### SELECTED EXCERPT

__________________________________________________

The stars of LEGEND Tom Hardy, Emily Browning and Christopher Eccleston, along with the director Brian Helgeland attended the premiere of the film and also took time out of their hectic schedule for a press conference with us lucky journalist folk.

The group all appeared on high spirits ahead of the premiere and were keen to share information about their experiences making LEGEND in only seven weeks. With so much hype around the film and the love for the legend of the Kray twins, it was only inevitable that a new film would be done about the mobster brothers who were so well known, well at least to some… “I honestly had never heard of them,” confessed Emily Browning who plays Frances Shea, the long suffering wife of Reggie Kray. “I didn’t know of them until I had read the script.”

For the film’s director, Brian Helgeland the stories about the twins were first brought to his attention over seventeen years ago and he knew it was something he would like to work on, “I had first heard of the Kray’s back in 1988, I thought it was about a wild animal. I didn’t know what a Kray was, but I quickly learnt!”

__________________________________________________

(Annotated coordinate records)
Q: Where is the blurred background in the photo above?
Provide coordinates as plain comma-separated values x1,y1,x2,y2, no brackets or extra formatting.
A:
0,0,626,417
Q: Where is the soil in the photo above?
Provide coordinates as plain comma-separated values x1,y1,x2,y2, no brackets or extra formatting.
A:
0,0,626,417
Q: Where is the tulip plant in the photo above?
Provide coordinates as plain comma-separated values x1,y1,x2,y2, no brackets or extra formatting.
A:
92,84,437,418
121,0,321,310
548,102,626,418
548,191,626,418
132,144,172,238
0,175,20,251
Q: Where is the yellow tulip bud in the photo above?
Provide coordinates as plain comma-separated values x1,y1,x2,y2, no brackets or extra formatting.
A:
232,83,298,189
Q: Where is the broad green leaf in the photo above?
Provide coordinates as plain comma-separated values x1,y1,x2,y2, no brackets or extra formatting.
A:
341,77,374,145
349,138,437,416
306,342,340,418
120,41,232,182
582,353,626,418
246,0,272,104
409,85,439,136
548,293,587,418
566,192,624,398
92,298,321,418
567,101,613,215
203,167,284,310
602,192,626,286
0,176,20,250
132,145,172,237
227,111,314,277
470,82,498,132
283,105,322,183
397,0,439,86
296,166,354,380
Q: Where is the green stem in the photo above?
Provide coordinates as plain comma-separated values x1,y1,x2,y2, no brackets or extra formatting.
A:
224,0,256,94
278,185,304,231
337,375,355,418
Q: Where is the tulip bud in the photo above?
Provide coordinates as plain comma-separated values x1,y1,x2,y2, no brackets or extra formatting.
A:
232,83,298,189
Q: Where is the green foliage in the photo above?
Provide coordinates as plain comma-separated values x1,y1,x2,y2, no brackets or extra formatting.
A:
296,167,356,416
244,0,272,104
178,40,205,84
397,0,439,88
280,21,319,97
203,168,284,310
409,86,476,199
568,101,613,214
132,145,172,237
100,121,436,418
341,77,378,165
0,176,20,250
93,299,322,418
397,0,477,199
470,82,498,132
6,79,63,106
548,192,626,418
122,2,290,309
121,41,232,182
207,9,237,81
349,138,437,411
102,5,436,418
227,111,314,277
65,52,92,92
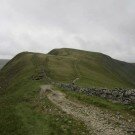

__________________________________________________

### SHORT TASK
Duplicate word for word the portion of the LEGEND premiere article above, beginning at the words "The stars of" and stopping after "lucky journalist folk.".

### PROBLEM SOLUTION
The stars of LEGEND Tom Hardy, Emily Browning and Christopher Eccleston, along with the director Brian Helgeland attended the premiere of the film and also took time out of their hectic schedule for a press conference with us lucky journalist folk.